## REQUIRED WORK
Rewrite the material from its beginning through the line containing "column 391, row 210", substituting "Target" for each occurrence of "Query" and leaving everything else unchanged. Omit the pictures from your answer.

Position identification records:
■ ■ ■ ■ ■ ■ ■
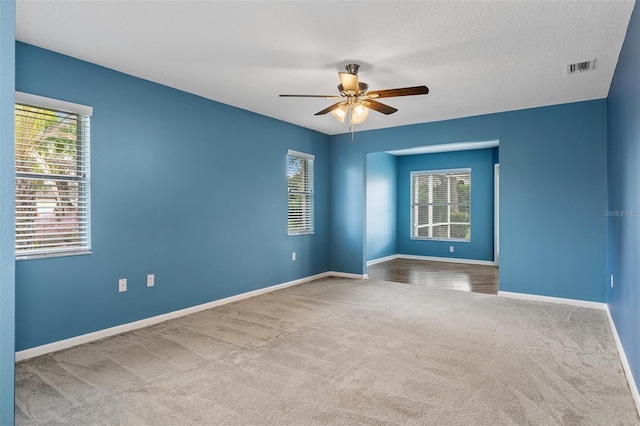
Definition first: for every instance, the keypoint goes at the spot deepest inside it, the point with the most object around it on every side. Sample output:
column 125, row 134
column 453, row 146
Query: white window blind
column 52, row 177
column 300, row 188
column 441, row 205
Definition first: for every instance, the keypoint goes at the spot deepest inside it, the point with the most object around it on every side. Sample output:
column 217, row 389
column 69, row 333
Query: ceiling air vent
column 581, row 66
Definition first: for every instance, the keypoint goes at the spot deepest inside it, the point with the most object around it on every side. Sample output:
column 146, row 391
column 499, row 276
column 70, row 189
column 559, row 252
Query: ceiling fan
column 357, row 100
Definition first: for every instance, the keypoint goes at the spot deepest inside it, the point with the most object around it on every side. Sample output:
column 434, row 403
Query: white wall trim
column 447, row 259
column 348, row 275
column 112, row 331
column 625, row 362
column 382, row 259
column 549, row 299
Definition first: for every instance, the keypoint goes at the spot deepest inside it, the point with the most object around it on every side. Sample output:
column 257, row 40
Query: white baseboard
column 432, row 259
column 549, row 299
column 101, row 334
column 447, row 259
column 381, row 259
column 625, row 362
column 347, row 275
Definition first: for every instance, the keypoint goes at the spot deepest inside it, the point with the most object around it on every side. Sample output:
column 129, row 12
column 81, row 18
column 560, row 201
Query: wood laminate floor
column 454, row 276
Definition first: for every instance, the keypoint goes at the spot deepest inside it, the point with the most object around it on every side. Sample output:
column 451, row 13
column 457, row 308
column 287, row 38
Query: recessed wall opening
column 391, row 210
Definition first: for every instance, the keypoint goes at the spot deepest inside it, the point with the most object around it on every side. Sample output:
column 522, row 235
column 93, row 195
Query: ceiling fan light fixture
column 340, row 113
column 359, row 114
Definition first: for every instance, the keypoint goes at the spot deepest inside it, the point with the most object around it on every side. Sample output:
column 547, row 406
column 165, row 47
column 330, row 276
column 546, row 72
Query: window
column 441, row 205
column 52, row 177
column 300, row 203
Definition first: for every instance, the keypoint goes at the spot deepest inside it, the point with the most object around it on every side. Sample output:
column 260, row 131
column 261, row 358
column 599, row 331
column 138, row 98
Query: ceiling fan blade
column 311, row 96
column 380, row 107
column 405, row 91
column 349, row 82
column 329, row 109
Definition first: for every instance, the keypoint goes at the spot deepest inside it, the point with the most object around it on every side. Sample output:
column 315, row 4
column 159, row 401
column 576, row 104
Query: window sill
column 50, row 255
column 448, row 240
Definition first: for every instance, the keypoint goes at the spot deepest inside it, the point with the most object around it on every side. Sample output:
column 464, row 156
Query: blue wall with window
column 182, row 187
column 7, row 188
column 480, row 161
column 623, row 222
column 382, row 169
column 552, row 193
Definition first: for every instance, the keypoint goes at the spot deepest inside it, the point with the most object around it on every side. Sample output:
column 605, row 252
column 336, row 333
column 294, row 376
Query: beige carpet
column 341, row 352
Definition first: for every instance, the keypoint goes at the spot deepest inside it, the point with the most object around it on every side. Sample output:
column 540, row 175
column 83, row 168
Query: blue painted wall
column 381, row 198
column 7, row 191
column 623, row 222
column 185, row 188
column 552, row 193
column 481, row 163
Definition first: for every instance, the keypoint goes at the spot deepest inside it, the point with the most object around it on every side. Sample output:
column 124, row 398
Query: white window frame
column 305, row 215
column 82, row 225
column 415, row 205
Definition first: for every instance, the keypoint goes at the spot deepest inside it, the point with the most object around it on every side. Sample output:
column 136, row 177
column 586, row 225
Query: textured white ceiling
column 476, row 57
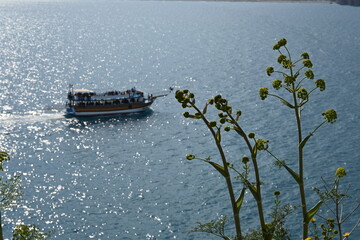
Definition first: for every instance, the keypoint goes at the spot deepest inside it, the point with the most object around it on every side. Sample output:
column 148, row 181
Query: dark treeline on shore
column 341, row 2
column 348, row 2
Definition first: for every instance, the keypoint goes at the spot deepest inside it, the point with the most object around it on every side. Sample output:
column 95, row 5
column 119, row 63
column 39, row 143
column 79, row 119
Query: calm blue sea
column 127, row 177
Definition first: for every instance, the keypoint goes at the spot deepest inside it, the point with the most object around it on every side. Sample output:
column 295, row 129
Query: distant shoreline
column 340, row 2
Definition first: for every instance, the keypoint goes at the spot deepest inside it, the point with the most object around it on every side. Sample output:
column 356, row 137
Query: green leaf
column 240, row 131
column 218, row 167
column 303, row 142
column 218, row 135
column 3, row 157
column 240, row 199
column 205, row 108
column 252, row 189
column 254, row 152
column 311, row 213
column 287, row 103
column 293, row 174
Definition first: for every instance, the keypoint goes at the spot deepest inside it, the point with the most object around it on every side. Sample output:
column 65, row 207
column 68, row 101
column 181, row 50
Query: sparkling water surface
column 127, row 177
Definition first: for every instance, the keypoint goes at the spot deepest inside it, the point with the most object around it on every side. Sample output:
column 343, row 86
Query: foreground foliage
column 10, row 194
column 295, row 81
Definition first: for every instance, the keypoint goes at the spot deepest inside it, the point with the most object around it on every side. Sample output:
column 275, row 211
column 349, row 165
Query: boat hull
column 106, row 111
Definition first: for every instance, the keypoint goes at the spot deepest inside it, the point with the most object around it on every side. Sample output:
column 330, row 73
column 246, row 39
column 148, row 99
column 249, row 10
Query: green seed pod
column 245, row 160
column 281, row 58
column 263, row 92
column 289, row 80
column 262, row 144
column 309, row 74
column 217, row 98
column 307, row 63
column 305, row 55
column 251, row 135
column 340, row 172
column 277, row 84
column 269, row 71
column 282, row 42
column 330, row 115
column 212, row 123
column 303, row 94
column 320, row 83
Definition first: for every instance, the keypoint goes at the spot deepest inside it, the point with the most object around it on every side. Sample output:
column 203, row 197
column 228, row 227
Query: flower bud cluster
column 309, row 74
column 269, row 71
column 186, row 98
column 305, row 55
column 262, row 144
column 340, row 172
column 221, row 104
column 307, row 63
column 320, row 83
column 303, row 94
column 277, row 84
column 263, row 92
column 279, row 44
column 289, row 80
column 330, row 115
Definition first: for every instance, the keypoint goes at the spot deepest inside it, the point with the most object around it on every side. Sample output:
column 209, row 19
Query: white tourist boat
column 88, row 103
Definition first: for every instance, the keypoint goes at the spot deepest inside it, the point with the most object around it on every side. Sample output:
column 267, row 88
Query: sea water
column 127, row 177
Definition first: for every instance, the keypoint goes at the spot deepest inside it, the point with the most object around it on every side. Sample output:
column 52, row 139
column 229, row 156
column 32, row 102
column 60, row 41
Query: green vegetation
column 10, row 194
column 297, row 84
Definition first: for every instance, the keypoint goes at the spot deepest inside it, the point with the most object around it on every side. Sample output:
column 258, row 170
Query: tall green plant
column 293, row 81
column 295, row 76
column 10, row 194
■ ■ ■ ■ ■ ■ ■
## COMPLETED TASK
Definition first: for every instance, the keypoint goes at the spot deepest inside it, the point with the most object around it on every side. Sample output:
column 125, row 134
column 453, row 146
Target: white window blind
column 52, row 177
column 300, row 188
column 441, row 205
Definition first: for every instance, the keypoint goes at the spot deepest inside it, the point with the most object around it on every side. Sample output:
column 217, row 389
column 69, row 333
Target: ceiling air vent
column 581, row 66
Definition first: for every instance, the keypoint goes at the spot deepest inside it, the point with the most object around it on every side. Sample output:
column 146, row 391
column 499, row 276
column 70, row 189
column 559, row 252
Target: ceiling fan
column 357, row 100
Definition first: for every instance, the keypoint goes at the spot deepest inside it, the point with the most object around it on every side. Sample output:
column 434, row 403
Target: white wall trim
column 447, row 259
column 348, row 275
column 112, row 331
column 625, row 362
column 382, row 259
column 549, row 299
Definition first: for every instance, the keypoint goes at the spot deepest inside it, the point with the most object around it on every side. Sample output:
column 257, row 40
Target: white baseboard
column 432, row 259
column 549, row 299
column 101, row 334
column 447, row 259
column 381, row 259
column 625, row 362
column 347, row 275
Definition first: for every instance, the keypoint goes at the spot deepest inside it, the point with the most object around it on every side. Sample output:
column 129, row 12
column 81, row 18
column 560, row 201
Target: wood laminate floor
column 454, row 276
Definition first: for every instance, the keypoint goes at the spot deepest inside it, the point with the most object around it on every side. Sample output:
column 451, row 13
column 457, row 308
column 287, row 38
Target: recessed wall opening
column 391, row 210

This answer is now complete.